TASKS TO CARRY OUT
a) According to the Zwischgold article, which museum supplied the altar samples?
b) Write the next part of the Zwischgold article, picking up right after its last sentence.
=== TEXT EXTRACT ===
The first-ever 3D analysis of a material known as “Zwischgold” has unveiled its composition, along with how medieval metalworkers used it as a gilding material thousands of years ago.

The study was conducted by physicist Dr. Benjamin Watts and his team at the Paul Scherrer Institute in Switzerland.

What is Zwischgold?

Zwischgold is a blend of both silver and gold, formed into a foil that was commonly used as a coating, or gilding material for medieval objects and paintings. It’s not uncommon to find Zwischgold adorning artifacts from the medieval period. The surface layer of gold used on top of the silver base is ultra-thin – more than 2,300 times thinner than a human hair – meaning it would have been cheaper to use than pure gold.

Artisans from this period would have had to be master craftsmen, and more technologically advanced than we previously had thought.

“It is incredible how someone with only hand tools was able to craft such nanoscale material,” says Watts. “Although Zwischgold was frequently used in the Middle Ages, very little was known about this material up to now.”

A Unique Study

This new study has its origins in finding ways to preserve Zwischgold-gilded objects, given how easily the material corrodes after prolonged exposure to oxygen. Researchers used samples from a 15th-century altar that was likely constructed around 1420, which had been used within a mountain chapel in the Swiss Alps for centuries. The altar features the Virgin Mary, holding baby Jesus in her arms. Samples, supplied by the Basel Historical Museum, were taken from Mary’s robe.

The team then leveraged a new 3D diffractive imaging technique called ptychographic X-ray computed tomography (PXCT). The scan helped to further reveal the chemical composition of Zwischgold without compromising its structure in the process.
=== SOURCE MATERIAL ===
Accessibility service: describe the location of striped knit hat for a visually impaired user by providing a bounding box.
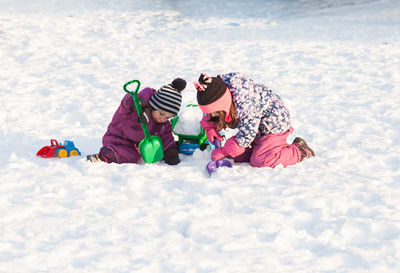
===
ANSWERS TO THE TASKS
a) The Basel Historical Museum.

b)
The imaging allowed the research team to observe the degree of adhesion, the thickness of both the gold and silver layers, and how evenly distributed the thin gold layer was applied to its silver base.

“Many people had assumed that technology in the Middle Ages was not particularly advanced,” notes Qing Wu, a member of Watts’ team and lead author of the research paper. “On the contrary: this was not the Dark Ages, but a period when metallurgy and gilding techniques were incredibly well developed.”

While no documentation has yet been discovered as to how Zwischgold was produced and applied to objects, these new 3D scans give scientists and art historians insight into how it was likely done.

Silver and gold were hammered into foils separately and meticulously, with the gold foil being hammered to a much thinner degree. Once the two metals were hammered out, they would have been combined and worked on in tandem.

“This required special beating tools and pouches with various inserts made of different materials into which the foils were inserted. This was a fairly complicated procedure that required highly skilled specialists,” says Wu.

The results of the PXCT scans will be used to further future studies, and to help conservators understand, preserve, and restore these uniquely gilded objects.